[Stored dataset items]
● ● ● ● ● ● ●

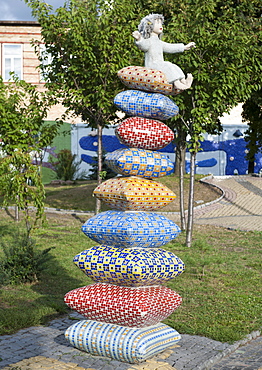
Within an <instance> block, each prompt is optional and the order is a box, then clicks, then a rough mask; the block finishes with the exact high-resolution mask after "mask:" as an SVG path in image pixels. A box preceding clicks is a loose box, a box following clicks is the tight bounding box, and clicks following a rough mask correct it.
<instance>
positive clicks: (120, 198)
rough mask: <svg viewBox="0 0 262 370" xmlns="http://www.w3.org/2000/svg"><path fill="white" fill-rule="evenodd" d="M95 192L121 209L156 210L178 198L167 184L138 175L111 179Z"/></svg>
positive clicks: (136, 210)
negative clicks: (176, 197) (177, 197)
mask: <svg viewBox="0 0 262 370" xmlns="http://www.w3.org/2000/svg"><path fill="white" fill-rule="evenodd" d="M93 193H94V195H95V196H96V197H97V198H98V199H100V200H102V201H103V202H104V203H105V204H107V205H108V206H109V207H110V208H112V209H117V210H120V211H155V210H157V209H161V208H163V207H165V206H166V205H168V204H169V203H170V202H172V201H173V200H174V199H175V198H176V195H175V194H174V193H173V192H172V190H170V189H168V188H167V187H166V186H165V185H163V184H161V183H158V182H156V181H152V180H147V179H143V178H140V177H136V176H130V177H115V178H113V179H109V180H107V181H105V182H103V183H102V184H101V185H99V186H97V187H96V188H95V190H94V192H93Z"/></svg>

● ● ● ● ● ● ●

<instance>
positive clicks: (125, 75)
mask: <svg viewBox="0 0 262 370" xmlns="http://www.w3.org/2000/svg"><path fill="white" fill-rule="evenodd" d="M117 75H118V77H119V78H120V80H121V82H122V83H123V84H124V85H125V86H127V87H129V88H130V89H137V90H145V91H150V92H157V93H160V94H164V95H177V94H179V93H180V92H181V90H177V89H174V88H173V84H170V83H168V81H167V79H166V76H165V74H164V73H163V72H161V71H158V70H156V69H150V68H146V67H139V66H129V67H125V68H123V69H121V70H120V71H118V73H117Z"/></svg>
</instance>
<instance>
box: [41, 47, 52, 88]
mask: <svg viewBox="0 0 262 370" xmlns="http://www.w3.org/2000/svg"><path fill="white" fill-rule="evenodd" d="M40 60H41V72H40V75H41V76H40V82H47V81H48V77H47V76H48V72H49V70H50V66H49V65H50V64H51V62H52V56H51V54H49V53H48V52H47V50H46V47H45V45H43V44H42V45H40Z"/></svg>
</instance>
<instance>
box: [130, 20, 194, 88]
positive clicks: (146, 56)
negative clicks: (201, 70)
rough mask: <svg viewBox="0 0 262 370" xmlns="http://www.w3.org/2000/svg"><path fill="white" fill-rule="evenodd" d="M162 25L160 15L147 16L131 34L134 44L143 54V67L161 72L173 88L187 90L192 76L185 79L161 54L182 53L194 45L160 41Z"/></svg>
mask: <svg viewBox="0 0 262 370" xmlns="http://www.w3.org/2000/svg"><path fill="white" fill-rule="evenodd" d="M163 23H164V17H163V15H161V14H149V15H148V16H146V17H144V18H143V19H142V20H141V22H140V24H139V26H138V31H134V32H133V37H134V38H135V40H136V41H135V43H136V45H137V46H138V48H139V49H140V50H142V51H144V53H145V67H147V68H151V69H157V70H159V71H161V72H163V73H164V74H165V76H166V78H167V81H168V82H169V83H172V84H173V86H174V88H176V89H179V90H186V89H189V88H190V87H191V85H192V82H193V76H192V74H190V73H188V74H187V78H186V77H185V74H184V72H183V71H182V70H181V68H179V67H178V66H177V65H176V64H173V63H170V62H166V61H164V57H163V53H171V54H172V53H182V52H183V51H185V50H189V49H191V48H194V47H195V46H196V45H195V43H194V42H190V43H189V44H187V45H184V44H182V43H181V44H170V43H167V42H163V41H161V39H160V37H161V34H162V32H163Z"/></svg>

● ● ● ● ● ● ●

- **Required action**:
All that is wanted is a faithful reproduction of the line above with "box: [130, 20, 194, 88]", the line with "negative clicks: (201, 70)", and every line in between.

- **Exercise result**:
box: [130, 20, 194, 88]
positive clicks: (146, 56)
negative clicks: (201, 70)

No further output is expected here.